## Exercises
a - In the crossword passage, which of the seven words at 1a and 34a is split between those two lines?
b - Set down word for word the part of the crossword passage starting at "We look for" and ending at "of approval (3)".

··· Passage to read

Preamble: To show that THE BEAGLE HAS LANDED, solvers must 11, 20, 16 No. 1451 at 1 & 34 (seven words);
Chalicea’s puzzles are usually at the more generous end of the difficulty scale and this proves to be no exception. As there are unclued words in the grid, the clued ones will have to be relatively easy. We are told that there are seven words at 1a and 34a. Chalicea has been rather sneaky as the fifth of these words has been split between those two lines.

It is often worth giving a thought to the title. Clearly this one is a play on Neil Armstrong’s 1969 triumphant statement, “The Eagle Has Landed”, but why the Beagle? Surely Chalicea is not using the tragic story of little Laika, the pup the Russians launched into space, who crashed into the earth in Sputnik 2 in 1957. Another famous beagle? In what way might he have ‘landed’?

9a           To badly rear backward little dog difficult without help at first (6, two words)
We look for indicators: ‘return of’ and ‘turning up’ suggest that we are going to invert the words that our wordplay produces. Here we see ‘backward’ and maybe a suggestion that a little dog really is the theme of the puzzle.

10a         Reluctant states facing East (6)
‘East’ like so many words (‘accepted’, ‘following’, ‘second’ – there are hundreds) can represent just one letter, as can the indicators ‘ultimately’ and ‘primarily’.

13a         Goalies now and then missing Real Madrid’s expression of approval (3)
‘Now and then’ like ‘regularly’, ‘from time to time’, ‘oddly’ and ‘occasionally’ are invitations to use alternate letters.

17a         Partly implant a turquoise skin design (4)
Setters often have a ‘hidden’ or even a ‘hidden reversed’ word in a clue and we find indicators ‘partly’ and ‘sample of’ – these are gifts to advance the grid-fill.

18a         Tongue-like structure not accepted in Italy for pasta (8)
‘For’ in a clue, introduces the definition part of the clue (which must be at the front or back of the clue) so we know that we are looking for a word for ‘pasta’ and we can enter a putative final letter – we can always erase it later if ‘ravioli’ or something like that isn’t the solution.

······
··· Data shown

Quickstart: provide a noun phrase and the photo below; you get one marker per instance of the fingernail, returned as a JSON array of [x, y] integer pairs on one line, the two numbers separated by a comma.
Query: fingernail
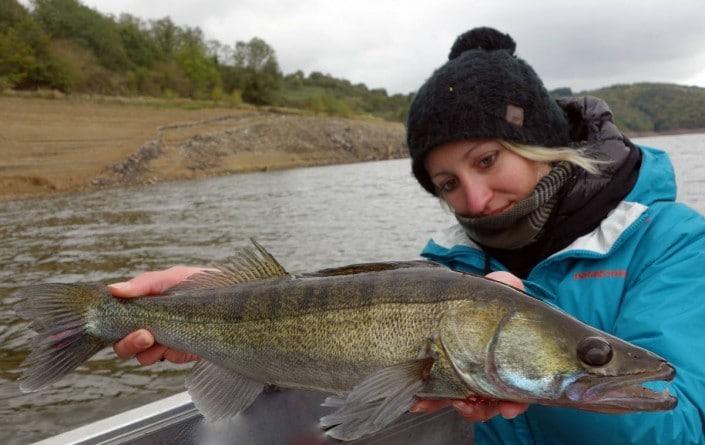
[[143, 341], [464, 407], [123, 286]]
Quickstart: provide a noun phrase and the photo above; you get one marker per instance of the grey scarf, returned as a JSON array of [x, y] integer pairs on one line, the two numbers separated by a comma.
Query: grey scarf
[[522, 223]]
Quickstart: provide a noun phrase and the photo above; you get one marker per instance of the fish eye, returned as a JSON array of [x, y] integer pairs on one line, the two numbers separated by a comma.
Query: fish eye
[[594, 351]]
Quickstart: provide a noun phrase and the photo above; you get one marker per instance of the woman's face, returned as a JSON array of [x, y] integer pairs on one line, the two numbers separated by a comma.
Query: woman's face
[[479, 177]]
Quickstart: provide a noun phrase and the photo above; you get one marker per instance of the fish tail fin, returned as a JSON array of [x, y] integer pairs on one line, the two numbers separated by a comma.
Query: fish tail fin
[[59, 314]]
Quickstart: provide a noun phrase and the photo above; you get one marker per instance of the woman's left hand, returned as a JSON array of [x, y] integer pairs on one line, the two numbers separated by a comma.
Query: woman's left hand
[[479, 410]]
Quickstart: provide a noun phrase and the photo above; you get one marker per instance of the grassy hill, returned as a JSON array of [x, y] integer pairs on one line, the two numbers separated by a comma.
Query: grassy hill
[[652, 107]]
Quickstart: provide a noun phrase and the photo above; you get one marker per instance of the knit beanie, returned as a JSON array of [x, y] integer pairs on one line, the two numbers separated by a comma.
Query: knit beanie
[[483, 91]]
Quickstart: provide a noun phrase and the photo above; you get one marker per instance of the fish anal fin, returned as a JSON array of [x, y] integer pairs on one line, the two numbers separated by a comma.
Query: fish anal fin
[[249, 263], [220, 393], [377, 401]]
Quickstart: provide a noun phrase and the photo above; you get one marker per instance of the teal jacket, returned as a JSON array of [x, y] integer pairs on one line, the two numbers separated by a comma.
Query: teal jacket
[[640, 276]]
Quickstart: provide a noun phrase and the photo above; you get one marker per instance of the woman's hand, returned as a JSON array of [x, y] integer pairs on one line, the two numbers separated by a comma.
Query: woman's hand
[[140, 343], [479, 410]]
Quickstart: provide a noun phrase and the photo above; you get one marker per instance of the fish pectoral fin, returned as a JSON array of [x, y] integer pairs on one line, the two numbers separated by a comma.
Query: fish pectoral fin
[[376, 401], [220, 393], [466, 334], [249, 263]]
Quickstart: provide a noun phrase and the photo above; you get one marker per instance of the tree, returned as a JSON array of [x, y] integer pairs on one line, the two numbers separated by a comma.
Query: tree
[[257, 71]]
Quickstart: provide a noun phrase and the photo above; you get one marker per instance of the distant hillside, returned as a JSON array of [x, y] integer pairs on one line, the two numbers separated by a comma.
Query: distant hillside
[[66, 46], [652, 107]]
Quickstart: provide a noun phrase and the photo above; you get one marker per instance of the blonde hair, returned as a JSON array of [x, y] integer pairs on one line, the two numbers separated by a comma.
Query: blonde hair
[[574, 156]]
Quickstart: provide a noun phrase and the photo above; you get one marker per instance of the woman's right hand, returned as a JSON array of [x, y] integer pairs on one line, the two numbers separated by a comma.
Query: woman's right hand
[[479, 410], [140, 343]]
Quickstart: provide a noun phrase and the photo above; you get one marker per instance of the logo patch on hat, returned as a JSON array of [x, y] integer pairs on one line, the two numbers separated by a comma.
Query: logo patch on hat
[[514, 115]]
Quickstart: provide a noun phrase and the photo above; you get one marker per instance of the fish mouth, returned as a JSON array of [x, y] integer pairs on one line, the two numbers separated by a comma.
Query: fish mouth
[[619, 394]]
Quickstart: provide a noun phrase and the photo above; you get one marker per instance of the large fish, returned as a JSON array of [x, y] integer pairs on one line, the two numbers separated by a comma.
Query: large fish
[[375, 335]]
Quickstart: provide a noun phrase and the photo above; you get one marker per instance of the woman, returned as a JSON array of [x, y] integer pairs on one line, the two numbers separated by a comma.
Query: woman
[[550, 197], [553, 193]]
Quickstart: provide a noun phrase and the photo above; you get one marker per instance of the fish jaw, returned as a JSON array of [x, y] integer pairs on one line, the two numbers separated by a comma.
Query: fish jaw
[[620, 394]]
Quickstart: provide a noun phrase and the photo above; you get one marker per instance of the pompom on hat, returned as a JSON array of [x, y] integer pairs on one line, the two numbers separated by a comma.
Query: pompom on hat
[[483, 91]]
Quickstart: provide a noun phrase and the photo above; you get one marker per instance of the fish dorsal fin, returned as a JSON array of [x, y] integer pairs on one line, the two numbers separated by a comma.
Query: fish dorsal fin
[[467, 332], [249, 263], [371, 267], [220, 393], [377, 401]]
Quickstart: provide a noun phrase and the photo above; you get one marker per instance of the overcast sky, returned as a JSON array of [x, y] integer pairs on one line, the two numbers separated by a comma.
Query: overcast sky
[[397, 44]]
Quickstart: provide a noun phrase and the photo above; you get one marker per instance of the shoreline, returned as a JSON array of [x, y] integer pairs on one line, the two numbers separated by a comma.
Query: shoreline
[[52, 147]]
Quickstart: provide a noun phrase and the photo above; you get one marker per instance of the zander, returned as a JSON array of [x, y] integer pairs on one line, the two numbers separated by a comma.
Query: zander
[[374, 335]]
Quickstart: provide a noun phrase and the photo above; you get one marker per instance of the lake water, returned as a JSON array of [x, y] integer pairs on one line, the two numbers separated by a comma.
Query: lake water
[[307, 218]]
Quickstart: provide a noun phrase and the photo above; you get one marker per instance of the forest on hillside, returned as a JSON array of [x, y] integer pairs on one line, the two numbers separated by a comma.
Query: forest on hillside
[[66, 46]]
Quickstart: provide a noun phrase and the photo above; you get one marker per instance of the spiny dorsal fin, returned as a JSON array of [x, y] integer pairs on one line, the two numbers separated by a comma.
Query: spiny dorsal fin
[[247, 264]]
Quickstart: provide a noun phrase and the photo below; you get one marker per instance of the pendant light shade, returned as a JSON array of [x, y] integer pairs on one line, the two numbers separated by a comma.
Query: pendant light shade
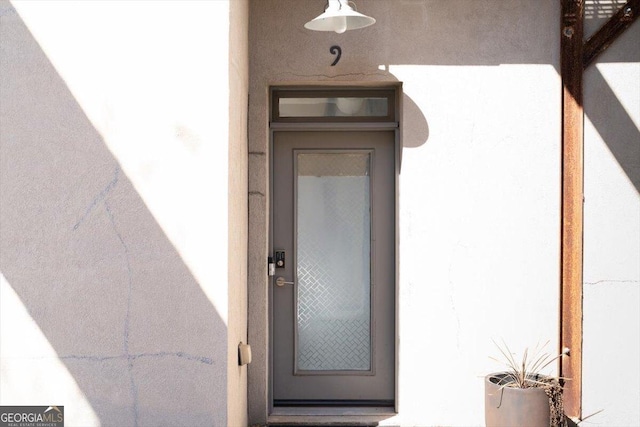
[[339, 17]]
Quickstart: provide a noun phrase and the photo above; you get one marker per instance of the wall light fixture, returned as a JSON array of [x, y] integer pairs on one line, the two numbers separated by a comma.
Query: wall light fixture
[[339, 16]]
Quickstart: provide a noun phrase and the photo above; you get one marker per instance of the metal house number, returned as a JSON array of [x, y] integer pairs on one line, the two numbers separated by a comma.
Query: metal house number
[[336, 50]]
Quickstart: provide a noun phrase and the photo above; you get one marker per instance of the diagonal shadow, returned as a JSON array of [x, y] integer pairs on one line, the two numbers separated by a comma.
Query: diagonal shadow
[[89, 262], [613, 123]]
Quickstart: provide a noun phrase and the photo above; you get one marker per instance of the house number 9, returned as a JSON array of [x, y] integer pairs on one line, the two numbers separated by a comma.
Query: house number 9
[[337, 51]]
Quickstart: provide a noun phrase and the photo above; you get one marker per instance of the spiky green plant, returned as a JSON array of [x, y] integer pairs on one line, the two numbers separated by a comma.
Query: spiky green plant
[[526, 372]]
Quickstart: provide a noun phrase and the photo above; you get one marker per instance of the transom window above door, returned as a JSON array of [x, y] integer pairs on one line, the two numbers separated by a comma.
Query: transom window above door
[[372, 105]]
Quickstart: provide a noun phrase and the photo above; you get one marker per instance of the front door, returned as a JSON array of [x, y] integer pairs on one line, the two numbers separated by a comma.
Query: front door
[[333, 293]]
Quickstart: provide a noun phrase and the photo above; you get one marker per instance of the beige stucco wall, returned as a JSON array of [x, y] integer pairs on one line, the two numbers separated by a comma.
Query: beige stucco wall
[[612, 231], [123, 226], [479, 195], [238, 208]]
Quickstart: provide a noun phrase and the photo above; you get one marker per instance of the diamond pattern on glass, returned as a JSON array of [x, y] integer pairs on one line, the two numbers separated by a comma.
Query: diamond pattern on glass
[[333, 257]]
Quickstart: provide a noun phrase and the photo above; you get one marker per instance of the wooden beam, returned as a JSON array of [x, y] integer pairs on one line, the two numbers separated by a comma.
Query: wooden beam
[[571, 46], [607, 34]]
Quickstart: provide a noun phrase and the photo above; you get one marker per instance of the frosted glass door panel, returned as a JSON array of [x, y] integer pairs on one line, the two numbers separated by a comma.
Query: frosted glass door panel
[[333, 210]]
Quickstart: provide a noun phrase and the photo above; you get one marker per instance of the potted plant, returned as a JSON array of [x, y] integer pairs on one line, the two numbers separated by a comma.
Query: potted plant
[[521, 395]]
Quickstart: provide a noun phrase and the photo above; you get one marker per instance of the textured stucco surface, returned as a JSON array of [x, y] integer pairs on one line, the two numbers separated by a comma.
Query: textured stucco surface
[[612, 233], [479, 195], [119, 213]]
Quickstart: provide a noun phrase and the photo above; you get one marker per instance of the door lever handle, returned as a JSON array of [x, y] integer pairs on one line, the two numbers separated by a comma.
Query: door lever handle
[[280, 281]]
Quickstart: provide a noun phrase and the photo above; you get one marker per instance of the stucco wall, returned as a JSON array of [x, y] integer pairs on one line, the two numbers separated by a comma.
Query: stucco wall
[[479, 193], [119, 213], [612, 232], [238, 207]]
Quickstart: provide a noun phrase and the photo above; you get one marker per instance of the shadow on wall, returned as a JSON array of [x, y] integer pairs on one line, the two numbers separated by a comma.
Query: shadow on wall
[[91, 265], [450, 34]]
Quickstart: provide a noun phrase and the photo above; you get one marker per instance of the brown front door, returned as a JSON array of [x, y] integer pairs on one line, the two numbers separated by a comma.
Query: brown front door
[[333, 300]]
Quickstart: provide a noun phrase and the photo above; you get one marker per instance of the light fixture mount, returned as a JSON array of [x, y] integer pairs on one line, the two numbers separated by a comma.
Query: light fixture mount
[[339, 16]]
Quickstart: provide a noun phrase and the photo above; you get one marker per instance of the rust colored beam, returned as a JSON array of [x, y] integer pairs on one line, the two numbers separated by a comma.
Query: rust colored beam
[[608, 33], [571, 46]]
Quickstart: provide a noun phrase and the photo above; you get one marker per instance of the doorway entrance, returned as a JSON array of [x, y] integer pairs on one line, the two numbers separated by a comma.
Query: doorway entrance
[[334, 252]]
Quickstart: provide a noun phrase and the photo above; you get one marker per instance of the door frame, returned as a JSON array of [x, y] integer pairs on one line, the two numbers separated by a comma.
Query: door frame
[[389, 123]]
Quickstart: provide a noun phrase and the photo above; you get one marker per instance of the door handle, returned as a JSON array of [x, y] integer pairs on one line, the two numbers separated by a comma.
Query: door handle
[[280, 281]]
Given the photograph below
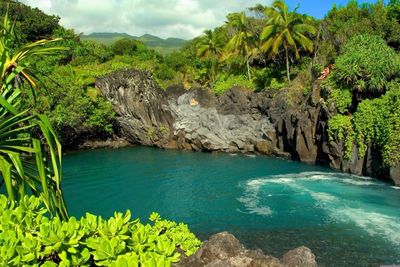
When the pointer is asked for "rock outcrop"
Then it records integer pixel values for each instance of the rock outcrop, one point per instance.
(178, 119)
(224, 250)
(288, 124)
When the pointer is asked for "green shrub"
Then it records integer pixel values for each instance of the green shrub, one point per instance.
(340, 128)
(342, 98)
(224, 83)
(29, 238)
(376, 122)
(367, 64)
(269, 78)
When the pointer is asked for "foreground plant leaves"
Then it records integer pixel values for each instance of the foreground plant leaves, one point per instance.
(28, 237)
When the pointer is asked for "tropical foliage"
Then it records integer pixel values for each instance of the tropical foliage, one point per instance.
(29, 238)
(24, 135)
(366, 64)
(288, 29)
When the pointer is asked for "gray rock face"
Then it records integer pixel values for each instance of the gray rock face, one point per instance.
(139, 103)
(287, 124)
(224, 250)
(179, 119)
(205, 128)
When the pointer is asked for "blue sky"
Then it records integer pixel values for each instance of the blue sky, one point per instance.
(319, 8)
(165, 18)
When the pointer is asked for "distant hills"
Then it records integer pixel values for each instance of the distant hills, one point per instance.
(163, 46)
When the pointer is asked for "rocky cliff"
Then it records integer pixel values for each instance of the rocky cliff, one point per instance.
(224, 250)
(286, 124)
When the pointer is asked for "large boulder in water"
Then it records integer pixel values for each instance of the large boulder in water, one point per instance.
(299, 257)
(224, 250)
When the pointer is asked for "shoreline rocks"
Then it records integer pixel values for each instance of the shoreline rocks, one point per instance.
(288, 124)
(224, 250)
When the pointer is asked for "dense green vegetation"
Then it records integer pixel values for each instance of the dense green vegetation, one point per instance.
(29, 238)
(48, 94)
(263, 48)
(25, 134)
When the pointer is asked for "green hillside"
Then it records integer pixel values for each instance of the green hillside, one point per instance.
(163, 46)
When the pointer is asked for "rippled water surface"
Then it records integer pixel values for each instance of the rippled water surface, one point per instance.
(269, 203)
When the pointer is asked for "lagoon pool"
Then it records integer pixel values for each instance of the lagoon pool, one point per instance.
(267, 203)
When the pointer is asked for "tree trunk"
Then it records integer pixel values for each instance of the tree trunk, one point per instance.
(248, 68)
(287, 63)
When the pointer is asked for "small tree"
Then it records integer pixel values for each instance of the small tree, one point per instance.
(287, 29)
(20, 175)
(366, 64)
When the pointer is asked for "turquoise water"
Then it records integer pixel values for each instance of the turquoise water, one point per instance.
(268, 203)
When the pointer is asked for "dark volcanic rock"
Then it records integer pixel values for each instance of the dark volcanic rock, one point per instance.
(179, 119)
(299, 257)
(224, 250)
(139, 103)
(287, 124)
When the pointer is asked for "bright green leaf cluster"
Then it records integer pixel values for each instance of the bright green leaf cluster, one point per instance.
(225, 83)
(29, 238)
(366, 64)
(341, 98)
(376, 122)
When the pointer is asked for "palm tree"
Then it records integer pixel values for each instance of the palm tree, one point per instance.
(241, 41)
(287, 29)
(210, 47)
(24, 137)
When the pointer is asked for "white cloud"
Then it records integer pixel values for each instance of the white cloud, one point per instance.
(164, 18)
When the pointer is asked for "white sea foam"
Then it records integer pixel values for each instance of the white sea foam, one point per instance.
(358, 182)
(322, 197)
(372, 222)
(251, 203)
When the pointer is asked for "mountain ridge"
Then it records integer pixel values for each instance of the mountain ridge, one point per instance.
(163, 46)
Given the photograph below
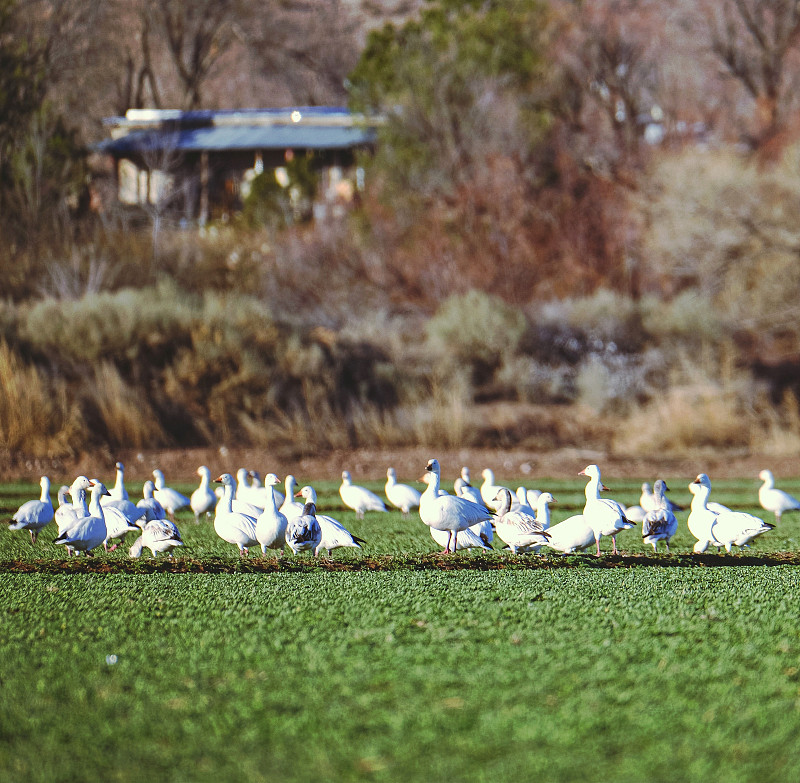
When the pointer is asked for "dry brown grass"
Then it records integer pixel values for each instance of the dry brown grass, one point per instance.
(36, 413)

······

## The answers
a - The fifth word is split between those two lines.

b -
We look for indicators: ‘return of’ and ‘turning up’ suggest that we are going to invert the words that our wordplay produces. Here we see ‘backward’ and maybe a suggestion that a little dog really is the theme of the puzzle.

10a         Reluctant states facing East (6)
‘East’ like so many words (‘accepted’, ‘following’, ‘second’ – there are hundreds) can represent just one letter, as can the indicators ‘ultimately’ and ‘primarily’.

13a         Goalies now and then missing Real Madrid’s expression of approval (3)